The US Federal Reserve (Fed) is on the move. After several months managing the expectations of market participants about its future actions, the Fed enacted its first policy rate hike since 2016. In fact, during its Federal Open Market Committee (FOMC) meeting in March 16th 2022, the Fed increased its fund target rate by 25 basis points to 0.25-0.5%. This action was widely expected by the market and came on the back of a strong economic recovery and multi-decade high inflation rates. The Fed also provided an outlook for further six rate hikes in 2022.
This piece highlights three main takeaways from the most recent FOMC meeting.
First, the Fed recognized the “stagflationary” nature of the shock created by continuous supply constraints from the pandemic and the Russo-Ukrainian conflict. Quoting the Fed’s Chairman Jerome Powell, “supply disruptions have been larger and longer lasting than anticipated, exacerbated by waves of the virus here and abroad, and price pressures have spread to a broader range of goods and services. Additionally, higher energy prices are driving up overall inflation. The surge in prices of crude oil and other commodities that resulted from Russia’s invasion of Ukraine will put additional upward pressure on near-term inflation here and abroad.” Moreover, the FOMC Summary of Economic Projections displayed significant revisions to its outlook: forecasts for US GDP growth in 2022 were reduced by a median of 122bps, from 4% to 2.8%. Likewise, forecasts for core inflation, which excludes volatile food and energy prices, increased by 140bps, from 2.7% to 4.1%. In other words, the Fed acknowledged that the US macro environment became more “stagflationary,” with lower growth and higher inflation.
Second, the Fed reinforced its hawkish tone about clamping down on high inflation, prioritizing it over other macro concerns, such as the possible economic slowdown of the global economy and more uncertainty associated with geopolitical volatility. In this sense, the Fed surprised the market by presenting a higher projection of 2.8% for policy rates in both 2023 and 2024, implying a more aggressive tightening cycle than before. Importantly, this projection exceeded the so-called “neutral” interest rate projection of 2.4%. The “neutral” interest rate is the theoretical threshold that separates “accommodative” from “tight” monetary conditions. Hence, by setting an expected policy rate above “neutral,” the Fed communicated for the first time in this cycle that it is ready to sacrifice GDP growth in the name of inflation control.
Third, the Fed communicated “excellent progress” on its plans to accelerate the normalization of its balance sheet, i.e., reduce the overall amount of assets it holds. Following the pandemic shock, the Fed balance sheet more than doubled to almost USD 9 trillion, including emergency liquidity injections and the USD 120 billion per month quantitative easing (QE) programme. In December last year, the Fed started a process of “tapering” or reducing its QE programme. In the latest FOMC meeting and speaking engagements, Chairman Powell strongly suggested that quantitative tightening (QT) or balance sheet reduction is formally starting in two months.
All in all, the Fed is doubling down on its “hawkish” pivot towards inflation control. It started raising rates and is ready to hike more aggressively beyond the “neutral” stance, making monetary policy “restrictive” or “tight” already in 2023. Moreover, the Fed also indicated an earlier than expected start to QT. We expect six more rate hikes this year and two more in 2023, for a terminal rate of 2.75-3%. We also see a QT engineered as a passive runoff of assets in the Fed balance sheet, with a cap of USD 100 Bn in asset reduction per month. Powell said he is prepared to raise interest rates by 50bps at the next FOMC meeting in May if needed. That would be the first increase of such magnitude since 2000.
────────────────────────────────────────
* EXERCISE AIM:
According to the Fed article, what range did the Fed raise its fund target rate to at its March 16th 2022 FOMC meeting? Rely only on the Fed article for the answer.

* INPUT DATA:
────────────────────────────────────────
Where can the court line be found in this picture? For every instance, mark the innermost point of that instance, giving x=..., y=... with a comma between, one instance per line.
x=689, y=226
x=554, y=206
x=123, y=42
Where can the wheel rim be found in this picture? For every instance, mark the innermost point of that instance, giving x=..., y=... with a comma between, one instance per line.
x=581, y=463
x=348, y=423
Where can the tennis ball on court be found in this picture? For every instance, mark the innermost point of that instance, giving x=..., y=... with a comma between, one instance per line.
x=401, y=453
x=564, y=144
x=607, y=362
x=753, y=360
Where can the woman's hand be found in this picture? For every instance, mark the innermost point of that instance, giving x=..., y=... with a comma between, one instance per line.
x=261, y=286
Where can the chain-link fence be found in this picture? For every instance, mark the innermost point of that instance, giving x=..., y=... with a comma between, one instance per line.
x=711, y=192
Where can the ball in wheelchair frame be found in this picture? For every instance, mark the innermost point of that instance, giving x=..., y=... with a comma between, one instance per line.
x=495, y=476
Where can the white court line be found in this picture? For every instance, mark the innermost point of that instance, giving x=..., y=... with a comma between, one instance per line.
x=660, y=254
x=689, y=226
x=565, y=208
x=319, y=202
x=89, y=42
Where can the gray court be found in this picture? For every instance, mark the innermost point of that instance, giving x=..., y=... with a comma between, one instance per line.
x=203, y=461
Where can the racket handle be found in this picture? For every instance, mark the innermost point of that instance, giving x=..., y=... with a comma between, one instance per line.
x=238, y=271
────────────────────────────────────────
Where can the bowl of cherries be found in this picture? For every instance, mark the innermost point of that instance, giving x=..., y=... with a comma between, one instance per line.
────────────────────────────────────────
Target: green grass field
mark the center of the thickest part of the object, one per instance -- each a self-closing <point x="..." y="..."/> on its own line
────────────────────────────────────────
* THE COMPLETED TASK:
0.25-0.5%